**INSTRUCTION 1**. Retype the stretch of the forum thread about classical music box sets from "Inconsistent is a" through "board here ..." without changing anything.
== TEXT EXCERPT ==
Mahler Complete Works 150th Ann:
http://www.amazon.com/Mahler-Complete-Works-150th-Anniversary/dp/B003D0ZNWY/ref=pd_sim_m_6

A Mendelssohn Portrait:
http://www.amazon.com/A-Mendelssohn-Portrait-Various/dp/B005FFUXRU/ref=pd_sim_m_48


----------



## neoshredder

Inconsistent is a word I hear a lot with these sets. I would just stay with the highest rated individual recordings or smaller box sets.


----------



## realdealblues

Metalhed said:


> Hi all - new to the board here ...
> 
> I have just started purchasing some classical music recordings over the last few weeks and noticed a few sets on Amazon.com that I was interested in possibly purchasing. I have searched this board some and the internet for reviews on these sets but have not truly been able to make up my mind on these. I am curious from those who might own these sets - are the majority of performances in these boxes well recorded? solid performances? I have purchased a few recommended individual CD's for certain pieces so I understand many of these recordings in these sets could be high or low quality and may or may not contain solid representations of the pieces. Anyone have any thoughts on these sets listed below? I would be most appreciative of any suggestions you could provide. Thanks!!!!
> 
> Beethoven Complete Edition:
> http://www.amazon.com/Beethoven-Com...UTF8&qid=1387216090&sr=8-9&keywords=beethoven
> 
> Tchaikovsky Edition:
> http://www.amazon.com/Tchaikovsky-Edition-Gennady-Rozhdestvevnsky/dp/B005DL9O5S/ref=pd_bxgy_m_img_z
> 
> Mozart Complete Works:
> http://www.amazon.com/Mozart-Edition-Complete-Works-170/dp/B004AHM8CW/ref=pd_sim_m_2
> 
> Haydn Edition:
> http://www.amazon.com/Haydn-Edition-150-CD-Set/dp/B001FY7BFC/ref=pd_sim_m_3
> 
> Richard Strauss Edition:
> http://www.amazon.com/Richard-Strauss-Edition/dp/B006546EPA/ref=pd_sim_m_6
> 
> Mahler Complete Works 150th Ann:
> http://www.amazon.com/Mahler-Complete-Works-150th-Anniversary/dp/B003D0ZNWY/ref=pd_sim_m_6
> 
> A Mendelssohn Portrait:
> http://www.amazon.com/A-Mendelssohn-Portrait-Various/dp/B005FFUXRU/ref=pd_sim_m_48


The Brilliant Classics sets are a nice introduction. None of them are poor by any means. They are especially good to get some of the less performed or recorded works. You may consider better recordings of the more "popular works" but they're all a good jumping off point.
===
== INFORMATION SHOWN ==
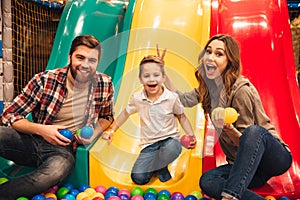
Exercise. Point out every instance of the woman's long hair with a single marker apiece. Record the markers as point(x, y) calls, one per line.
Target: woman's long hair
point(230, 74)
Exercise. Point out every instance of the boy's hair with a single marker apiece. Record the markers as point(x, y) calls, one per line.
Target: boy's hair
point(152, 59)
point(88, 41)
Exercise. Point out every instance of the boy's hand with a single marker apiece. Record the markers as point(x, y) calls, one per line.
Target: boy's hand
point(162, 56)
point(108, 135)
point(193, 143)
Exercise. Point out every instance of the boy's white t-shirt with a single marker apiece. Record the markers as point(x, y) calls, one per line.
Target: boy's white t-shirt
point(157, 119)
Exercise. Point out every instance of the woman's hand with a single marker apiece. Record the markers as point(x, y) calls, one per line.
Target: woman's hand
point(108, 135)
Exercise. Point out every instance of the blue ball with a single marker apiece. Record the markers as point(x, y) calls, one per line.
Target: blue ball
point(86, 132)
point(166, 192)
point(190, 197)
point(83, 187)
point(74, 192)
point(39, 197)
point(284, 198)
point(69, 197)
point(66, 133)
point(149, 196)
point(68, 185)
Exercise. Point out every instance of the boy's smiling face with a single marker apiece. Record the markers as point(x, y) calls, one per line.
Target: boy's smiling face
point(152, 79)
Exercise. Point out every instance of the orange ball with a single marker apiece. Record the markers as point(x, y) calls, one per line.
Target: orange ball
point(270, 198)
point(230, 115)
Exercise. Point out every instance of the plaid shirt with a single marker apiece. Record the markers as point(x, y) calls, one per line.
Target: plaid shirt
point(45, 94)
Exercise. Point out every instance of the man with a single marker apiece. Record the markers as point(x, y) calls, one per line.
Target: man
point(66, 98)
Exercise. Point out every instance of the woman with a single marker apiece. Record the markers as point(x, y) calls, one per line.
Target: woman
point(254, 151)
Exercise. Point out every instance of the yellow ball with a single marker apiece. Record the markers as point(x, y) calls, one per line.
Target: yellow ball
point(90, 192)
point(218, 111)
point(270, 198)
point(81, 196)
point(98, 194)
point(230, 115)
point(50, 195)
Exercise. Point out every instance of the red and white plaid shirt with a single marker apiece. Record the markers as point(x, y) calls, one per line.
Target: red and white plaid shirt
point(45, 93)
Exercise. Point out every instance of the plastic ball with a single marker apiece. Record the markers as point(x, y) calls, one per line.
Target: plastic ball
point(137, 191)
point(90, 192)
point(74, 192)
point(163, 197)
point(114, 198)
point(83, 187)
point(68, 185)
point(86, 132)
point(66, 133)
point(284, 198)
point(149, 196)
point(124, 197)
point(197, 194)
point(230, 115)
point(124, 191)
point(186, 140)
point(190, 197)
point(97, 198)
point(137, 197)
point(78, 131)
point(218, 111)
point(50, 195)
point(39, 197)
point(61, 192)
point(177, 196)
point(166, 192)
point(22, 198)
point(270, 198)
point(3, 180)
point(81, 196)
point(109, 194)
point(98, 195)
point(151, 190)
point(69, 197)
point(101, 189)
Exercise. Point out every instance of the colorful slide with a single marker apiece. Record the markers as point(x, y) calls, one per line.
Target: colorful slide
point(128, 32)
point(181, 27)
point(263, 31)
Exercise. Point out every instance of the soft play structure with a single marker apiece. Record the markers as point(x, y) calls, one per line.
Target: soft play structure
point(130, 30)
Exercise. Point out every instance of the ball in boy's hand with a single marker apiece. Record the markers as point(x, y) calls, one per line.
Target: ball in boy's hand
point(66, 133)
point(230, 115)
point(186, 140)
point(86, 132)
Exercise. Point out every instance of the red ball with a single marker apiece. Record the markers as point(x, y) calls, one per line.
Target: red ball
point(186, 140)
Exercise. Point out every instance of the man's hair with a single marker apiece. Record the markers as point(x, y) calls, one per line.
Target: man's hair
point(152, 59)
point(88, 41)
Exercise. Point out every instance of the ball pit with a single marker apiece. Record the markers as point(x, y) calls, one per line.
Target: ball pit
point(85, 192)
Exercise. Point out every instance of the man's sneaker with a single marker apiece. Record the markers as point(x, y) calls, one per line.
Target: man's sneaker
point(164, 174)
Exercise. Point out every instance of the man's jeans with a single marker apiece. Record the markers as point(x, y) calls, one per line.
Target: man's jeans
point(260, 156)
point(53, 163)
point(154, 158)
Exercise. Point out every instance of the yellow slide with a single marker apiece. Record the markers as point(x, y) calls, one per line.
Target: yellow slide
point(182, 27)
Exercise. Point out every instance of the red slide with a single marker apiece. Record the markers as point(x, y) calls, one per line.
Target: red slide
point(263, 32)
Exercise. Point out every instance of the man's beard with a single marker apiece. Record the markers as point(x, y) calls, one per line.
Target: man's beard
point(79, 79)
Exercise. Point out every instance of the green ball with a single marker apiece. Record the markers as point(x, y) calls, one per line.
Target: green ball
point(78, 131)
point(151, 190)
point(163, 197)
point(3, 180)
point(61, 192)
point(197, 194)
point(137, 191)
point(22, 198)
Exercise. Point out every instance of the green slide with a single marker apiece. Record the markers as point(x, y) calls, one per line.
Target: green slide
point(105, 20)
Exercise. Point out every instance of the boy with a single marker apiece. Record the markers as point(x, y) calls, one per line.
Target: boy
point(158, 109)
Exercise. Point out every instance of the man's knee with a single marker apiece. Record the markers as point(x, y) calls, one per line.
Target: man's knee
point(140, 178)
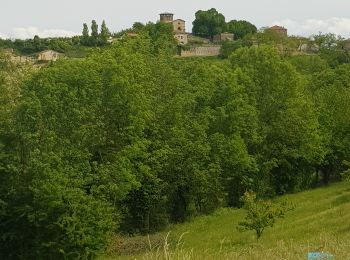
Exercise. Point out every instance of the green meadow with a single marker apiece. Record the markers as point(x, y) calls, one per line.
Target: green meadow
point(320, 222)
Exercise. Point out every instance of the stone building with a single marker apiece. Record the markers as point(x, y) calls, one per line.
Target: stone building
point(48, 55)
point(347, 45)
point(223, 37)
point(179, 27)
point(279, 29)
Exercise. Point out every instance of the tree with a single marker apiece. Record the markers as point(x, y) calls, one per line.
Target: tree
point(94, 33)
point(260, 214)
point(104, 33)
point(208, 23)
point(228, 47)
point(241, 28)
point(37, 43)
point(85, 35)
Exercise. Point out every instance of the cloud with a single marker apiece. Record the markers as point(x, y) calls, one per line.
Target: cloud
point(336, 25)
point(31, 31)
point(3, 36)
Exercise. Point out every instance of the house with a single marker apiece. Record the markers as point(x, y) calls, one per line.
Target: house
point(279, 29)
point(223, 37)
point(48, 55)
point(7, 51)
point(179, 27)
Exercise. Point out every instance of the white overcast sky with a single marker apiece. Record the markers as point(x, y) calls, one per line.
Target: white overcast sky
point(48, 18)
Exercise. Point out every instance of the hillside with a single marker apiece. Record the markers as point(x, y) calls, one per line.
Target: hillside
point(320, 222)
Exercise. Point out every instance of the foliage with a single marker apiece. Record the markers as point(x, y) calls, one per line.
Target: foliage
point(241, 28)
point(260, 214)
point(131, 139)
point(208, 23)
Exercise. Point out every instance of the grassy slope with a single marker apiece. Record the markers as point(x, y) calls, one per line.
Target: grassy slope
point(320, 221)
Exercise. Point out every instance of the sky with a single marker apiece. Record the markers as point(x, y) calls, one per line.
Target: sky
point(47, 18)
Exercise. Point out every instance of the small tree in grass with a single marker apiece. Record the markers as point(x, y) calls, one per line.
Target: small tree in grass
point(260, 213)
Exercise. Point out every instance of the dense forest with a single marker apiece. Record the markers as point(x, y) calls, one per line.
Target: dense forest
point(132, 138)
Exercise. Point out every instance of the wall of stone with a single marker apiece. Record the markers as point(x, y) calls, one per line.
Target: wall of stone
point(201, 51)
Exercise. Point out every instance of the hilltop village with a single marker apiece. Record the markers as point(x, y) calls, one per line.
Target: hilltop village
point(189, 44)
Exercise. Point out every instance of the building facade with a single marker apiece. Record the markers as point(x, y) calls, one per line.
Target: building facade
point(179, 27)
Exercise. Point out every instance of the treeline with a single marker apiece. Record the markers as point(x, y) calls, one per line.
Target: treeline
point(210, 23)
point(131, 139)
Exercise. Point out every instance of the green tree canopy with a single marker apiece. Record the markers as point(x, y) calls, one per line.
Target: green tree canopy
point(241, 28)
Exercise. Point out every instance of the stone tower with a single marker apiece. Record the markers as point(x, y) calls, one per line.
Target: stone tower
point(166, 17)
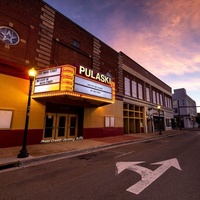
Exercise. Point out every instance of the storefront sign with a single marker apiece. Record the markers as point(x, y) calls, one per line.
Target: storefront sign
point(92, 88)
point(47, 80)
point(98, 76)
point(68, 80)
point(8, 35)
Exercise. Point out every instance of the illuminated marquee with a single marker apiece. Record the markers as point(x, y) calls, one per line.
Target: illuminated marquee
point(64, 80)
point(90, 73)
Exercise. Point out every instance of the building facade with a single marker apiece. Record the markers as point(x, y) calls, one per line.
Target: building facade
point(83, 87)
point(185, 110)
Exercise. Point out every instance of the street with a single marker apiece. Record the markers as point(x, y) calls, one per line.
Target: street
point(161, 169)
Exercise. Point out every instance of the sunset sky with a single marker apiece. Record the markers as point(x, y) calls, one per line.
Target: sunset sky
point(163, 36)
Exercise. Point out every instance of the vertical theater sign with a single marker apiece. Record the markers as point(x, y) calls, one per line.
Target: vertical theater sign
point(81, 82)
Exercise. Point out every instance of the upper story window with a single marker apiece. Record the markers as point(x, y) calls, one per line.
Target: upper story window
point(134, 89)
point(154, 97)
point(161, 100)
point(127, 86)
point(157, 97)
point(140, 91)
point(147, 94)
point(76, 43)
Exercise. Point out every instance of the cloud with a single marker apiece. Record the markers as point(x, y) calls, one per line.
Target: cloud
point(165, 41)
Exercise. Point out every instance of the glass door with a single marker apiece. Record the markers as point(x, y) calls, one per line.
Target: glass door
point(72, 126)
point(61, 124)
point(50, 122)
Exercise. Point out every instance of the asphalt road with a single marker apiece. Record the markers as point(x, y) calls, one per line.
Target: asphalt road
point(134, 171)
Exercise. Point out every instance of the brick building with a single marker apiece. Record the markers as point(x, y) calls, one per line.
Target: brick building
point(83, 87)
point(185, 110)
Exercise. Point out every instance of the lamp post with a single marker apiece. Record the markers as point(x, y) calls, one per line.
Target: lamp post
point(158, 107)
point(24, 152)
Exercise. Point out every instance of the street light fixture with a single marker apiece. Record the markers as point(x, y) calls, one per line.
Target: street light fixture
point(24, 152)
point(159, 107)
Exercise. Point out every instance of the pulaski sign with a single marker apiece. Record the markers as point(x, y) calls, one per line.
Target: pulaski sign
point(80, 82)
point(90, 74)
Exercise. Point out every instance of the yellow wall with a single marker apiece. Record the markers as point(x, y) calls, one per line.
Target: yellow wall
point(14, 96)
point(95, 117)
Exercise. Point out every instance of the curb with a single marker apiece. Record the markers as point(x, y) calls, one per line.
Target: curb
point(23, 162)
point(57, 156)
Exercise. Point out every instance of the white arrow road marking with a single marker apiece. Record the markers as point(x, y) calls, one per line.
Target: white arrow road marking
point(148, 176)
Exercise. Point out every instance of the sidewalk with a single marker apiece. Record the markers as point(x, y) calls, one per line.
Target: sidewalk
point(55, 150)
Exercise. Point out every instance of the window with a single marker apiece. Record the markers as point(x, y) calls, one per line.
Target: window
point(157, 96)
point(161, 100)
point(147, 94)
point(76, 44)
point(140, 91)
point(154, 97)
point(134, 89)
point(109, 121)
point(168, 122)
point(127, 86)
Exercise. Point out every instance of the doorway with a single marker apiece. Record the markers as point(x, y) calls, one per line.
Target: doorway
point(60, 126)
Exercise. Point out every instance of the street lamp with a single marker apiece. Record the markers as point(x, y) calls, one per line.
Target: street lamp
point(24, 152)
point(158, 107)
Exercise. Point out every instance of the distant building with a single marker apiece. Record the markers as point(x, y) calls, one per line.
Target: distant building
point(185, 109)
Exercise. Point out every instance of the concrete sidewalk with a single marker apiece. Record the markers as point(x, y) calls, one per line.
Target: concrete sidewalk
point(56, 150)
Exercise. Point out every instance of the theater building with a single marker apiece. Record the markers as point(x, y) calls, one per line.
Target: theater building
point(83, 87)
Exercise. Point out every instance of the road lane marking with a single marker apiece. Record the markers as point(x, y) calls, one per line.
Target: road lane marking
point(124, 154)
point(147, 176)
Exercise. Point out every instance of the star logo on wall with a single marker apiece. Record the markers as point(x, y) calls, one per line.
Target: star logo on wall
point(8, 35)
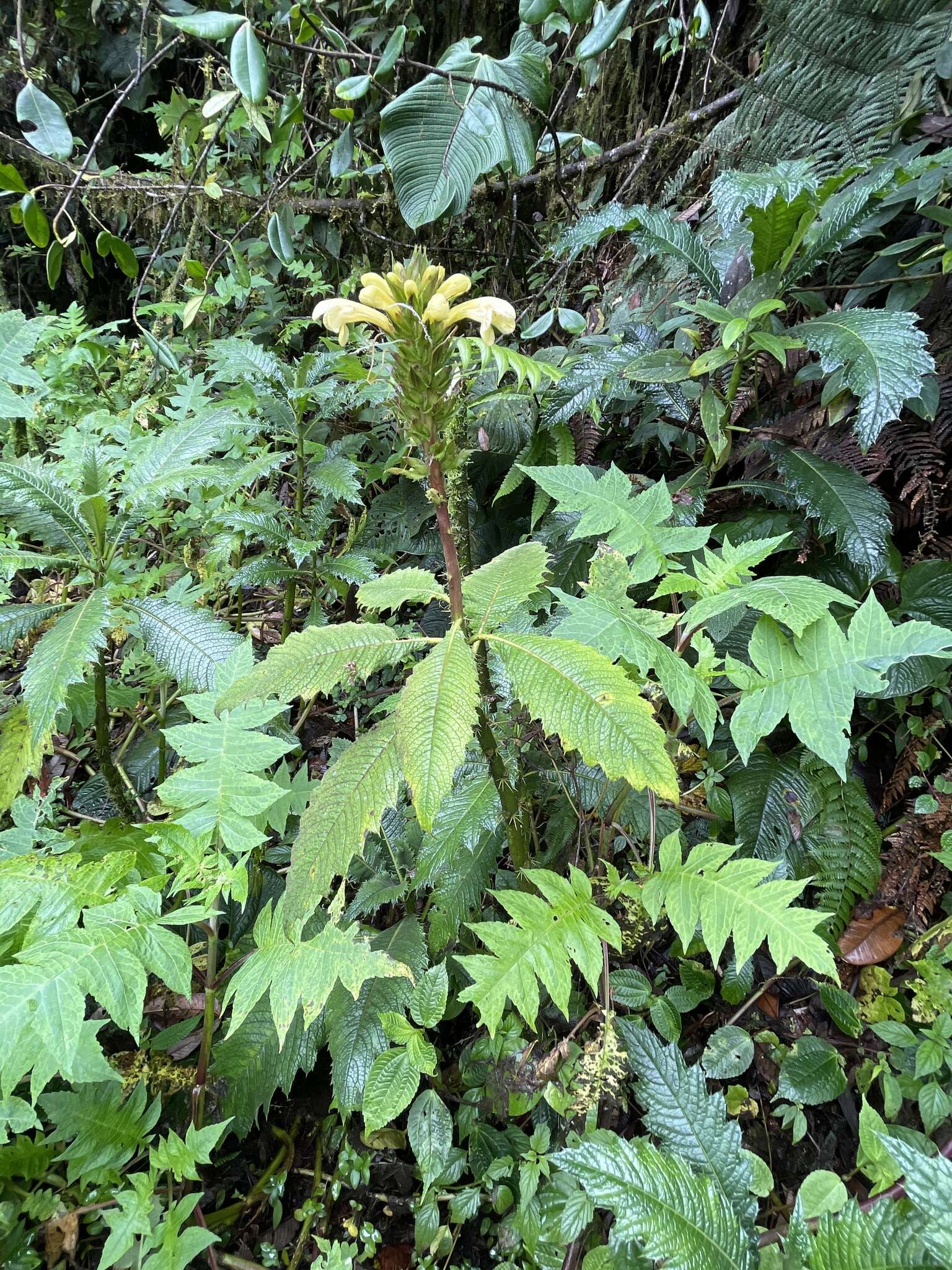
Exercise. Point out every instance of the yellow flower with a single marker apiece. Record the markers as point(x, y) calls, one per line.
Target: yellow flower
point(493, 315)
point(339, 314)
point(456, 285)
===
**INSTRUCTION 2**. Convert the stretch of the rows from the line that contains "Exercise. Point out every instance of the upper" through the line that contains "point(134, 171)", both included, into a numbered list with blank lines omitted.

**TASK OUTPUT 1**.
Inconsistent is a word I hear a lot with these sets. I would just stay with the highest rated individual recordings or smaller box sets.


----------



## realdealblues

Metalhed said:


> Hi all - new to the board here ...

**TASK OUTPUT 2**.
1. Exercise. Point out every instance of the upper story window with a single marker apiece. Record the markers as point(x, y) calls, one per line.
2. Target: upper story window
3. point(134, 89)
4. point(154, 97)
5. point(161, 100)
6. point(127, 86)
7. point(157, 97)
8. point(140, 91)
9. point(147, 94)
10. point(76, 43)
11. Exercise. Point out every instance of the cloud with a single marker apiece. Record the markers as point(x, y) calls, one per line.
12. Target: cloud
13. point(165, 41)
14. Exercise. Point out every instance of the glass door with a single marker apiece. Record the markers as point(x, y) calls, one per line.
15. Target: glass door
16. point(72, 126)
17. point(61, 124)
18. point(50, 122)
19. Exercise. Point out every instance of the asphalt road with a single marker apiece. Record the markers as point(x, y) calls, one per line.
20. Target: asphalt road
21. point(134, 171)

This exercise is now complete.